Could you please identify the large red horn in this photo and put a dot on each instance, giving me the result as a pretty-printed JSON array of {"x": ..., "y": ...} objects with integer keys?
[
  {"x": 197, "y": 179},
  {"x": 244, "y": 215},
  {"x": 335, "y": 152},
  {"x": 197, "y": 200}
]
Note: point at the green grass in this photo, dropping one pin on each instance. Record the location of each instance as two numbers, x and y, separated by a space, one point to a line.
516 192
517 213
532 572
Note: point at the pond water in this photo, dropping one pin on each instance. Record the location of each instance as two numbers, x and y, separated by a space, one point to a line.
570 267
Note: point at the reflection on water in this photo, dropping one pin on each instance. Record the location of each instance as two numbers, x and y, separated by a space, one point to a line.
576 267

WHAT YOU NEED TO DO:
Go through the records and set every one down exactly.

YOUR SOLUTION:
Could you please identify the large red horn in this photo and put a dot on each instance, giving me the result as a pretty-printed JSON array of {"x": ..., "y": ...} objects with integer keys?
[
  {"x": 197, "y": 179},
  {"x": 244, "y": 215},
  {"x": 335, "y": 152},
  {"x": 197, "y": 200}
]
Note: point at the green grass in this photo, dropping one pin on each instance. Record the location of each instance as two numbers, x and y, separated by a space, one point to a line.
516 192
517 213
532 572
Note: point at the pond water in this photo, dropping one pin on each instance. Record the location of each instance as two numbers, x and y, separated by a space, one point to a line.
570 267
Note: point at the reflection on water in this photo, dropping one pin on each instance. Record the location of each instance as two numbers, x and y, separated by a space, one point to a line.
576 267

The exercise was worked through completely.